#### [TEXTBLOCK]
========

Das Klima retten ohne Kinder

Die Klimakrise ist zu einem Faktor in der Familienplanung geworden. Wis­sen­schaft­le­r:in­nen gehen davon aus, dass sich der Konflikt manifestieren wird. Dabei ist die Datenbasis für die Entscheidung durchaus umstritten

Sie haben die Zukunft der Welt in der Hand – nur wie? Foto: Fo­to: Paulina Westerlind

Von Susanne Schwarz
und Leonie Sontheimer

Emil Pfafferott will keine Kinder in die Welt setzen. „In unserer Welt, die nur auf Konsum und Profit ausgelegt ist, schaffen wir es schon jetzt nicht, alle zu ernähren“, sagt der 20-jährige Student der Sozialarbeit. „Was passiert erst, wenn Überflutungen und Dürren zum Alltag in den nördlichen Breiten werden – dabei soll ich noch Kinder großziehen?“ Solange keine Hoffnung auf Besserung in Sicht sei, werde er bei seiner Entscheidung gegen eigene Kinder bleiben, ist sich Pfafferott sicher.

Damit ist er nicht allein. Eine Umfrage hatte 2020 in Bezug auf die USA ergeben, dass bei rund 12,5 Millionen Menschen, die sich gegen Kinder entschieden haben, der Klimawandel in den Überlegungen eine Rolle gespielt habe.

Wie der Klimawandel die Familienplanung beeinflusst, ist aber insgesamt kaum erforscht. Matthew Schneider-Mayerson vom Yale-NUS College in Singapur, einer gemeinsamen Institution der US-amerikanischen Elite-Uni Yale und der National University of Singapore, hat im vergangenen Jahr die erste Studie zum Thema geleitet, die in einem begutachteten Fachmagazin erschienen ist.

Zusammen mit seiner Koautorin Kit Ling Leong hat der Sozialwissenschaftler herausgefunden: Pafferots Ängste sind verbreitet und wohl der Hauptgrund für Menschen, den Klimawandel in ihre Familienplanung einzubeziehen. Die beiden Wis­sen­schaft­le­r:in­nen befragten 607 Personen, die die Klimakrise nach eigenen Angaben in die Familienplanung einbeziehen oder einbezogen haben.

========

#### [BEREITGESTELLTES MATERIAL]
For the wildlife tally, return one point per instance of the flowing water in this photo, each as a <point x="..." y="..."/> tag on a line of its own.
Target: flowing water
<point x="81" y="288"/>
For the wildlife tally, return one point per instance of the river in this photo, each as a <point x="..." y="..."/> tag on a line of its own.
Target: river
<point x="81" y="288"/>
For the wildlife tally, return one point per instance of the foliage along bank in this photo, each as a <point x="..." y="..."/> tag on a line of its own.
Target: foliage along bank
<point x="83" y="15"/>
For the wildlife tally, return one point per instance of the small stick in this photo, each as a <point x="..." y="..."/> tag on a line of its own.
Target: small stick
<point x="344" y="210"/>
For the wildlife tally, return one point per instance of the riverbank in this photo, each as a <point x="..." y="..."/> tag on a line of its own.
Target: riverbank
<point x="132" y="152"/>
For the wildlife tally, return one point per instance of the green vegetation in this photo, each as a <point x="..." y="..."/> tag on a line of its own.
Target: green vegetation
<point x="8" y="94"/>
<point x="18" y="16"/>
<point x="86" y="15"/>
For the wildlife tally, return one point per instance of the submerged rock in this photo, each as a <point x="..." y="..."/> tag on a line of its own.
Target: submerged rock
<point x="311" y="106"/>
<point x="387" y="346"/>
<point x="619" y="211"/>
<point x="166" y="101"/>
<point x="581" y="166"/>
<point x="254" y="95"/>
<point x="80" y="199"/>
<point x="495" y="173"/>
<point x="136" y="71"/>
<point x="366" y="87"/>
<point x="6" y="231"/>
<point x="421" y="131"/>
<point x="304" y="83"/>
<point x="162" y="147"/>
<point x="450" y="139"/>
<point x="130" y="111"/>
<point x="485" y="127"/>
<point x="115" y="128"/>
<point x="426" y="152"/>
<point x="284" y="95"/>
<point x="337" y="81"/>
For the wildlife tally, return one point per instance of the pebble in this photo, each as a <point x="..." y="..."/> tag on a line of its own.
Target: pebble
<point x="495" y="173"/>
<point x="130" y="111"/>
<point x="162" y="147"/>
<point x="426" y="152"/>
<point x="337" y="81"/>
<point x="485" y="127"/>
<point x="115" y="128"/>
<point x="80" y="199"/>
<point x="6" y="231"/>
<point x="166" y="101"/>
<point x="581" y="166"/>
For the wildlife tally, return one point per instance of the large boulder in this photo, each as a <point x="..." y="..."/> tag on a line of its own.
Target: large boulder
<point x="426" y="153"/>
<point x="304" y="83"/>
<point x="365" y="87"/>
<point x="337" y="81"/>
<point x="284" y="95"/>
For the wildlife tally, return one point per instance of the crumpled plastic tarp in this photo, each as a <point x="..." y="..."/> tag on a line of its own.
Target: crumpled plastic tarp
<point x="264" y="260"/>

========

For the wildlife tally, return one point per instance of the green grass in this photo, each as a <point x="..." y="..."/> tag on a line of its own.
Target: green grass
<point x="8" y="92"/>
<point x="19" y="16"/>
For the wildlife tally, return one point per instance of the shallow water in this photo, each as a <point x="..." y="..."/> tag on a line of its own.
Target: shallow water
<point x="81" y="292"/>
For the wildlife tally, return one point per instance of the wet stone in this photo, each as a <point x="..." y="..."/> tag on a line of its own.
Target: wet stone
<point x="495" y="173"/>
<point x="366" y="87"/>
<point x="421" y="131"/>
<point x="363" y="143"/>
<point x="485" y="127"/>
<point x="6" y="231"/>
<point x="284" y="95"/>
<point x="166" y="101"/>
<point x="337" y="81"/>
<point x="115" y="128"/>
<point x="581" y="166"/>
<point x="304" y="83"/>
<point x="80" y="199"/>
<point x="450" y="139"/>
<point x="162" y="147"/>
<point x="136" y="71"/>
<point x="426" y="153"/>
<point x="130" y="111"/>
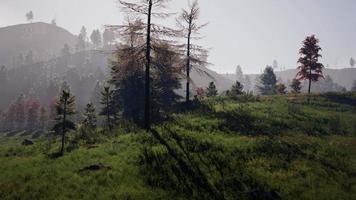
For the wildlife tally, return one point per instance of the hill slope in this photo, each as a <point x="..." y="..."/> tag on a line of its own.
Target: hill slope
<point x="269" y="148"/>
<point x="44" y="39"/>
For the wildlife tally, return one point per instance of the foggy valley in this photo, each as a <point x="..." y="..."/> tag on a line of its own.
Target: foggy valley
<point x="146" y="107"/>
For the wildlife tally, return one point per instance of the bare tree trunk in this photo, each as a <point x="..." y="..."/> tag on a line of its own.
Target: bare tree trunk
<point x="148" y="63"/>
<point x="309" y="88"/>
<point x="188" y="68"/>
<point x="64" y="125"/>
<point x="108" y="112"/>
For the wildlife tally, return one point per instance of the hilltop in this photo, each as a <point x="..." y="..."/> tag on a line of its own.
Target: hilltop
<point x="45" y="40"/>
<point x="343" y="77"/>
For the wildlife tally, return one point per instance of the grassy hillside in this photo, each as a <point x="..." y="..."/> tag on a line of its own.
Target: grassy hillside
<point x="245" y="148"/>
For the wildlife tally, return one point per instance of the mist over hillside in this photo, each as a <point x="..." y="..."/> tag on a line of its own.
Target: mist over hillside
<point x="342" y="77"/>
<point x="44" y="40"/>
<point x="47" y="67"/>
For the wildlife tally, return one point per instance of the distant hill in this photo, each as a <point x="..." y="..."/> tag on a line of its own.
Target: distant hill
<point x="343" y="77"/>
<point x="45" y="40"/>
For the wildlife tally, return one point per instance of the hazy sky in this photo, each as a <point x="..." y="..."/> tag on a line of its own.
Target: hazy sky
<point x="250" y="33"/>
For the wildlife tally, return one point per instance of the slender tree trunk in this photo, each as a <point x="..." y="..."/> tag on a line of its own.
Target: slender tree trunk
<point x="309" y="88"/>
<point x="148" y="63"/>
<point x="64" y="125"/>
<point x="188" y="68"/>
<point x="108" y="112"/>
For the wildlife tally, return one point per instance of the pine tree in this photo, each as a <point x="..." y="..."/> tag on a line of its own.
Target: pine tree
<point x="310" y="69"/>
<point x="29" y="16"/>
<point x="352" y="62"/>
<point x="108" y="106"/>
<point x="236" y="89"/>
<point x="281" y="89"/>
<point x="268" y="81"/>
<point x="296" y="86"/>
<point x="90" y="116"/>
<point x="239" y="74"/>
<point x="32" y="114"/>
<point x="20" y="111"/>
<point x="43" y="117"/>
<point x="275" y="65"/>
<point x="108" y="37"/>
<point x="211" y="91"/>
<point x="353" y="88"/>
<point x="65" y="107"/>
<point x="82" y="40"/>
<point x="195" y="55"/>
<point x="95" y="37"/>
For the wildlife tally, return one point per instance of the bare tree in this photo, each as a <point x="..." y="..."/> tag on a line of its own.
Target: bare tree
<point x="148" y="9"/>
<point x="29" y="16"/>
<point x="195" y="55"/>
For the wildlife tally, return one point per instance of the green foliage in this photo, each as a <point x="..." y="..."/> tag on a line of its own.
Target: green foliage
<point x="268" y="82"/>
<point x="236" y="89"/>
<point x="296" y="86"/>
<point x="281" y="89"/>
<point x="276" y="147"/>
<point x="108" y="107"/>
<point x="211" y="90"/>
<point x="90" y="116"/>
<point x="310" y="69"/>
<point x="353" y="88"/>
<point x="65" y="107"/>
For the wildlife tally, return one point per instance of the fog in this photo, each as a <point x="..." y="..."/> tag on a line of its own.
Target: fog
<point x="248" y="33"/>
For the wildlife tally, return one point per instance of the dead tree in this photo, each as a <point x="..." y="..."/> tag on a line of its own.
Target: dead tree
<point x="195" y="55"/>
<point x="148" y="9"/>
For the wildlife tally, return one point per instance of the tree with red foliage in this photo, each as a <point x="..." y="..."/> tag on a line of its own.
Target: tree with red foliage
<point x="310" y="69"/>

========

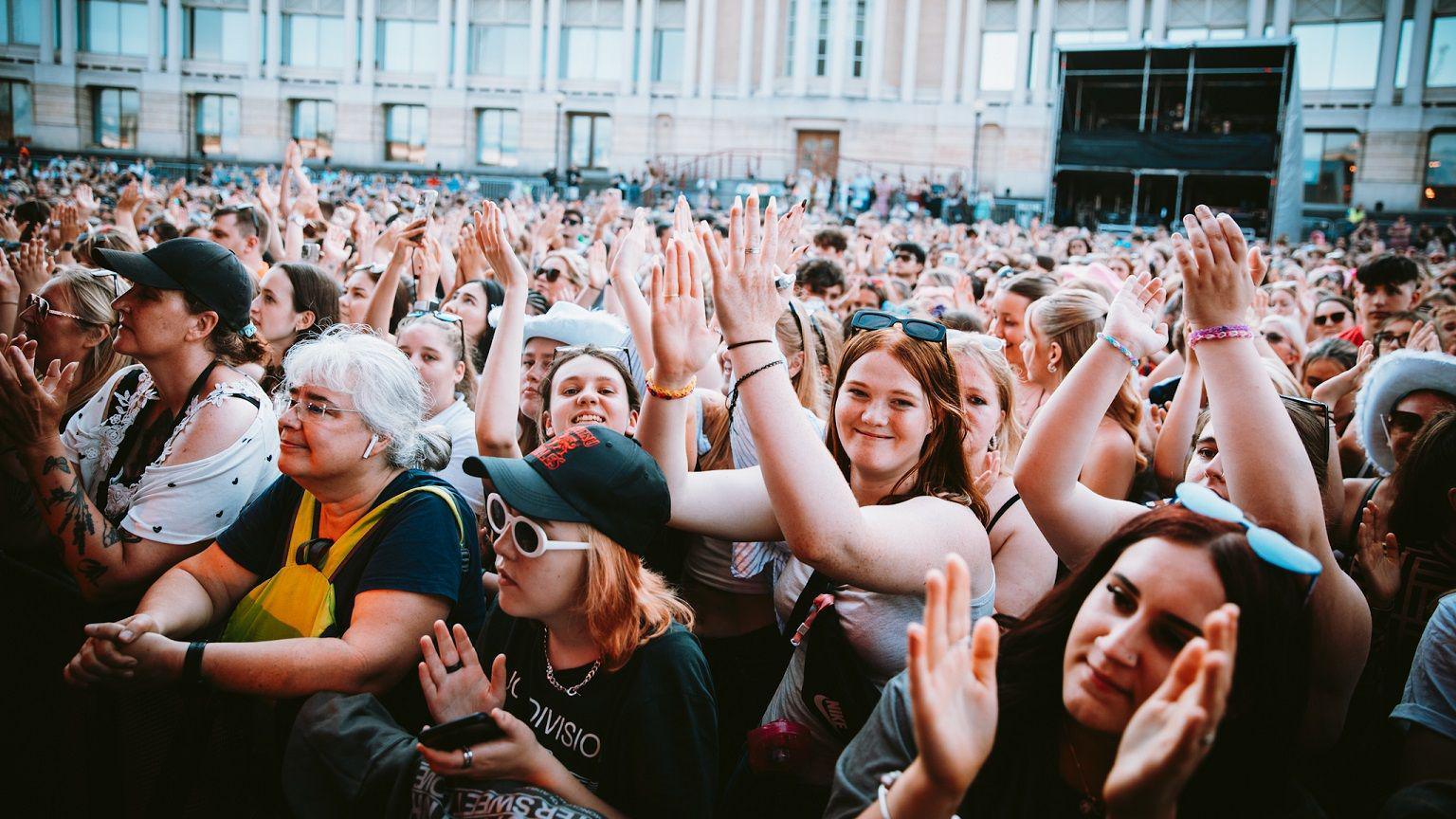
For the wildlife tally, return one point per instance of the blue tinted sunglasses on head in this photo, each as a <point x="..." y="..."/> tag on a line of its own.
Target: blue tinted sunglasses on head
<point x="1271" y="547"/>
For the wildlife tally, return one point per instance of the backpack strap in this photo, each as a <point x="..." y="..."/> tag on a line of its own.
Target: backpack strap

========

#### [GESTELLTE AUFGABE]
Zitieren Sie aus dem Text über Klimakrise und Familienplanung wörtlich die Passage von „Von Susanne Schwarz“ bis „Rolle gespielt habe.“.

#### [ERGEBNIS DER ÜBUNG]
Von Susanne Schwarz
und Leonie Sontheimer

Emil Pfafferott will keine Kinder in die Welt setzen. „In unserer Welt, die nur auf Konsum und Profit ausgelegt ist, schaffen wir es schon jetzt nicht, alle zu ernähren“, sagt der 20-jährige Student der Sozialarbeit. „Was passiert erst, wenn Überflutungen und Dürren zum Alltag in den nördlichen Breiten werden – dabei soll ich noch Kinder großziehen?“ Solange keine Hoffnung auf Besserung in Sicht sei, werde er bei seiner Entscheidung gegen eigene Kinder bleiben, ist sich Pfafferott sicher.

Damit ist er nicht allein. Eine Umfrage hatte 2020 in Bezug auf die USA ergeben, dass bei rund 12,5 Millionen Menschen, die sich gegen Kinder entschieden haben, der Klimawandel in den Überlegungen eine Rolle gespielt habe.